Wir haben Samra auf ihren operierten Beinen stehen und lachen gesehen.

Immer wieder kam Annemarie auf eine Sorge zu sprechen: es werde immer nur ihr gedankt, dabei ist alles nur dank der unermüdlichen Spenden möglich, mögen sie auch noch so klein sein. Wie kann man alle Spender an der Freude teilhaben lassen? Ich kann nur sagen: Es können sich alle freuen, und es können alle sicher sein, dass ihr Geld und ihre Spenden und die Anteilnahme am richtigen Ort landet.

• **Ausgelesene Datensätze**
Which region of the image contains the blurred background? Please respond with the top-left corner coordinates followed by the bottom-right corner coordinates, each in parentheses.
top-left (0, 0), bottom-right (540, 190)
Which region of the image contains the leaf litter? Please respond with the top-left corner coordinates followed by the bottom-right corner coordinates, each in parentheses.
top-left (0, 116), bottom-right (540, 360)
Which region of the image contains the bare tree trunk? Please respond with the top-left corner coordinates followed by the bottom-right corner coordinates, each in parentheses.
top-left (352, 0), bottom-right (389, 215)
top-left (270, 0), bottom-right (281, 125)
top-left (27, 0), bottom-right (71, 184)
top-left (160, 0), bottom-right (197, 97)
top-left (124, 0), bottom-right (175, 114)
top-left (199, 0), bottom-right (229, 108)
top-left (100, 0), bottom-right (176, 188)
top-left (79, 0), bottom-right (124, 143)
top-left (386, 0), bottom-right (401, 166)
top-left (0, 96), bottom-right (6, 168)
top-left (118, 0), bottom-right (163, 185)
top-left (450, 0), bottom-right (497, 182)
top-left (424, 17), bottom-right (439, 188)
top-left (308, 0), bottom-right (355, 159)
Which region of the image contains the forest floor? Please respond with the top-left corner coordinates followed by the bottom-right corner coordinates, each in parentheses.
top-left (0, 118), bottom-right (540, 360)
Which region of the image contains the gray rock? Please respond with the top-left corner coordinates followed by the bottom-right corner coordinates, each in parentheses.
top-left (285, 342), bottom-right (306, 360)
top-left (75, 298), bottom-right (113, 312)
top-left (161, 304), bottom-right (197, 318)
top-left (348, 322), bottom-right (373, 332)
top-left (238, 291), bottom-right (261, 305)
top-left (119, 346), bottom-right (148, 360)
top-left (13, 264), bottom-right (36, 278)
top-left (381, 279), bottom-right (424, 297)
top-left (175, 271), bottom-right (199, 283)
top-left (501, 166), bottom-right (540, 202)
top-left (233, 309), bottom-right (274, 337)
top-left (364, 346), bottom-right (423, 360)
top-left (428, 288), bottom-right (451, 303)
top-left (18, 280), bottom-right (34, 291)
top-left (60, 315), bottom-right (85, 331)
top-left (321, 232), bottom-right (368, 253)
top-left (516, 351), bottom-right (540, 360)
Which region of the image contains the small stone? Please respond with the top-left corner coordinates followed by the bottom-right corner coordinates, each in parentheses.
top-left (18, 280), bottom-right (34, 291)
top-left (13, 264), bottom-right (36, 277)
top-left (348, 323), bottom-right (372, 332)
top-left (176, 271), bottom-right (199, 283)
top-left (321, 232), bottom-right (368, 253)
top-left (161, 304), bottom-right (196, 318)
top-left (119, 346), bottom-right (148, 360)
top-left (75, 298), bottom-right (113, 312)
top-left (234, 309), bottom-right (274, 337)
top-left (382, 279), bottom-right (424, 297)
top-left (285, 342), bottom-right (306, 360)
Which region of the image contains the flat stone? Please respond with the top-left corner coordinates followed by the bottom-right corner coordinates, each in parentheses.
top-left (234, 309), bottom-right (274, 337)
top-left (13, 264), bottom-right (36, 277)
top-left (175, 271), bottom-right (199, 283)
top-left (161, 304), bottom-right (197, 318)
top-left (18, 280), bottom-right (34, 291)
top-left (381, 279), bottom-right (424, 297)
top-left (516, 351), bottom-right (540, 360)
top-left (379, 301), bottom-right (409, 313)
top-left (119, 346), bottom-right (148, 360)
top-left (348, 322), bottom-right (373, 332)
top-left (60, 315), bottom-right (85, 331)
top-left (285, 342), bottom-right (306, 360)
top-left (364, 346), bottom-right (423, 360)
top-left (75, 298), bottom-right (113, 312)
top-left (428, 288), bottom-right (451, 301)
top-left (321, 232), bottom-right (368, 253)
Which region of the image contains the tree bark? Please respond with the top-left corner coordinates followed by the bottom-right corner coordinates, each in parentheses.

• **Zu erledigen**
(a) Prüfe, ob die folgenden Aussagen mit dem Auszug über Annemaries Sorge um die Spender übereinstimmen, und antworte jeweils mit Ja oder Nein samt den entscheidenden Worten des Auszugs im genauen Wortlaut: (i) Samra wurde lachend auf ihren operierten Beinen gesehen. (ii) Annemarie beklagte, dass ihr zu wenig gedankt werde. (iii) Möglich wurde alles nur durch große Spenden.
(b) Schreib den Auszug über Annemaries Dank an die Spender im selben Ton weiter, anschließend an seinen letzten Satz.
Die Zeilen sind eigenständiges Material und haben mit dem Auszug über die Spenden nichts zu tun.

• **Ergebnisse**
(a)
(i) Ja: „Wir haben Samra auf ihren operierten Beinen stehen und lachen gesehen.“
(ii) Nein: „es werde immer nur ihr gedankt“
(iii) Nein: „dabei ist alles nur dank der unermüdlichen Spenden möglich, mögen sie auch noch so klein sein“

(b)
Ich habe gerade einen Satz in einem Kommentar zu den Abschiedsreden im Johannes-Evangelium gelesen: "Wo wir einander ein Stück begleiten und der andere sich selber durch uns für wichtig und wesentlich angesehen fühlt, so sehr, dass er das Vertrauen aufbaut, in alle Ewigkeit eine solche Gültigkeit und Unvertauschbarkeit in seinem Dasein zu besitzen, werden wir fähig, das abgründige Geheimnis hinter aller Welt zu bezeichnen als unseren Vater."

Annemarie - und mit ihr alle Spender - tun eben dies: vom Schicksal sozusagen Vergessene ein Stück begleiten, und bauen dadurch Vertrauen in die Mitmenschen und sich selbst, vielleicht sogar in Gott auf.